(Source records)
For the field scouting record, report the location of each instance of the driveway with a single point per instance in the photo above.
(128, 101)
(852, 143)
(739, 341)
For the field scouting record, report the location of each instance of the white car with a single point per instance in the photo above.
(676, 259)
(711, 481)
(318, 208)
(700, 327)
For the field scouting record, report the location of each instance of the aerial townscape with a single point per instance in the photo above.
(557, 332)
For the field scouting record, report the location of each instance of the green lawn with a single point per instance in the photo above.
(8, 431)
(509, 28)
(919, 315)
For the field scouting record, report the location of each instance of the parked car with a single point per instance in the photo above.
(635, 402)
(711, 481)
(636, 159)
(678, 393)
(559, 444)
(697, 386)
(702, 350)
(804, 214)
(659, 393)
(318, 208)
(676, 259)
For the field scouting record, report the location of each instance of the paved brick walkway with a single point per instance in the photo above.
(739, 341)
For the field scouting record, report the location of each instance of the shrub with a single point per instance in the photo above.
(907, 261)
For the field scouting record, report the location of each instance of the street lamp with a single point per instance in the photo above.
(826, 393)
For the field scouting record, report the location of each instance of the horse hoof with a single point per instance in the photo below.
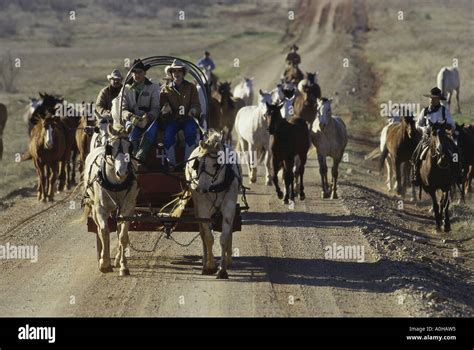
(124, 272)
(222, 275)
(106, 269)
(209, 271)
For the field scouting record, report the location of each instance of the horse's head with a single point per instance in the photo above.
(311, 77)
(119, 148)
(273, 116)
(207, 72)
(323, 111)
(48, 104)
(441, 145)
(207, 166)
(224, 88)
(265, 97)
(410, 124)
(48, 123)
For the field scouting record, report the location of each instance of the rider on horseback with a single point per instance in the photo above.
(293, 59)
(435, 113)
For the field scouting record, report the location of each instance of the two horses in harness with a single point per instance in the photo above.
(111, 189)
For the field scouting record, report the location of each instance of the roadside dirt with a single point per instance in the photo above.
(280, 268)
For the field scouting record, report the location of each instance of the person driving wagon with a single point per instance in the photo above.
(140, 110)
(180, 105)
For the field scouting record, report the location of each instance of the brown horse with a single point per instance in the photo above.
(293, 74)
(437, 173)
(3, 121)
(289, 143)
(70, 120)
(229, 107)
(305, 103)
(465, 137)
(47, 145)
(402, 139)
(83, 135)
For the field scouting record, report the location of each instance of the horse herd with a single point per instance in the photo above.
(277, 131)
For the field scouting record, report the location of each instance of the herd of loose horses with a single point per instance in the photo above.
(277, 131)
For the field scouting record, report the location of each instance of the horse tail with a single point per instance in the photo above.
(383, 156)
(85, 214)
(440, 80)
(261, 156)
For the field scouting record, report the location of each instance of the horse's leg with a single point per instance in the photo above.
(102, 216)
(252, 164)
(323, 171)
(457, 99)
(301, 173)
(123, 243)
(289, 177)
(335, 174)
(447, 222)
(268, 163)
(398, 175)
(436, 209)
(39, 173)
(62, 174)
(275, 169)
(209, 265)
(226, 241)
(388, 165)
(52, 181)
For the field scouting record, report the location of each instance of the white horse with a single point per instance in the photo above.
(214, 187)
(329, 136)
(244, 90)
(254, 139)
(109, 185)
(448, 81)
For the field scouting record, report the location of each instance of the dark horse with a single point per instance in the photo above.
(402, 139)
(465, 137)
(293, 74)
(47, 146)
(289, 143)
(437, 173)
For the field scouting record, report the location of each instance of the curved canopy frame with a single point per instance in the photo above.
(193, 70)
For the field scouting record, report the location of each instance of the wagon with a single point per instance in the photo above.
(164, 203)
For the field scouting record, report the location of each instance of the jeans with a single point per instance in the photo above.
(150, 132)
(188, 126)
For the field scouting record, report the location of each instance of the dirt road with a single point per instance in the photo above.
(280, 267)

● **Exercise description**
Write out all the entries again, switching every "field scouting record" to "site survey log" and leaving the rest unchanged. Omit the pictures from your version.

● **The completed task**
For the site survey log, report the location of each instance of the driveway with a single point per instance in the photo above.
(128, 101)
(852, 143)
(739, 341)
For the site survey log, report the location of each instance of the white car with a single point per instance in the photo above.
(676, 259)
(711, 481)
(318, 208)
(700, 327)
For the site survey log, report the location of each instance of the aerial townscape with a single point per instance in the photo above.
(557, 332)
For the site survey log, report the location of each instance of the green lawn with a single point per instance in the photo above.
(8, 431)
(509, 28)
(919, 315)
For the site survey log, report the location of each instance of the parked car with a single point per instance in the photo above.
(635, 402)
(711, 481)
(636, 159)
(678, 393)
(559, 444)
(697, 386)
(702, 350)
(804, 214)
(659, 393)
(318, 208)
(676, 259)
For the site survey log, report the location of each instance of the paved brick walkway with a single point per instance in the photo above.
(739, 341)
For the site survey log, report the location of each instance of the shrub with a single point per instance in the photo above.
(907, 261)
For the site survey log, report the location of each instance of the street lamp with a single point per instance in the photo above.
(826, 393)
For the site survey log, report the location of each instance of the horse hoof with a single point per instance in the photo below.
(124, 272)
(222, 275)
(106, 269)
(209, 271)
For the site survey log, report the location of each instance of the horse's head with a single point per instance in the photo above.
(311, 77)
(119, 148)
(273, 116)
(207, 72)
(323, 111)
(48, 104)
(441, 145)
(207, 166)
(224, 88)
(265, 97)
(410, 124)
(48, 123)
For the site survey log, report the location of each instance of the rider on horseback with a single point per instance in the photo above.
(293, 59)
(435, 113)
For the site survey log, report the location of each instance of the two horses in harness with a single point per instance in the photo above.
(111, 189)
For the site survey log, report the location of each instance of the roadside dirt with a single point per instance in the photo above.
(280, 268)
For the site survey log, report the location of each instance of the person driving wagon with a single point per instance in the photo above.
(140, 110)
(180, 105)
For the site survey log, report the location of each instance of the brown horse with a single point per instance in the photo above.
(293, 74)
(437, 173)
(3, 121)
(289, 143)
(70, 120)
(229, 107)
(305, 103)
(465, 137)
(47, 145)
(402, 139)
(83, 135)
For the site survey log, report the location of each instance of the horse herd with a single point per instance in the photo above.
(277, 131)
For the site survey log, report the location of each instance of the herd of loose horses with a single point per instance in the photo above.
(277, 131)
For the site survey log, report the location of each instance of the horse tail with a single point per instance in the photo above.
(383, 156)
(85, 214)
(440, 80)
(261, 156)
For the site survey log, report the location of each instance of the horse's leg with a single point per instance in the photo above.
(102, 216)
(252, 164)
(323, 171)
(457, 99)
(301, 173)
(123, 243)
(289, 177)
(335, 174)
(447, 222)
(268, 163)
(398, 175)
(436, 209)
(39, 173)
(62, 174)
(275, 169)
(209, 265)
(226, 241)
(388, 165)
(52, 181)
For the site survey log, report the location of each instance of the white horse with a single point per instance in the photo above.
(214, 187)
(329, 136)
(244, 90)
(254, 139)
(109, 185)
(448, 81)
For the site survey log, report the location of each instance of the dark horse with a single point per instance in the photo above.
(402, 139)
(465, 137)
(293, 74)
(47, 146)
(289, 143)
(437, 173)
For the site survey log, report the location of each instance of the curved canopy frame with a single point per instance in the photo above.
(193, 70)
For the site survey log, report the location of each instance of the wagon with a single point per instance in the photo above.
(164, 203)
For the site survey log, report the location of each instance of the jeans with a single point per instance in the photo above.
(150, 132)
(188, 126)
For the site survey log, report the location of each instance of the dirt road with a single point per instance in the photo above.
(280, 267)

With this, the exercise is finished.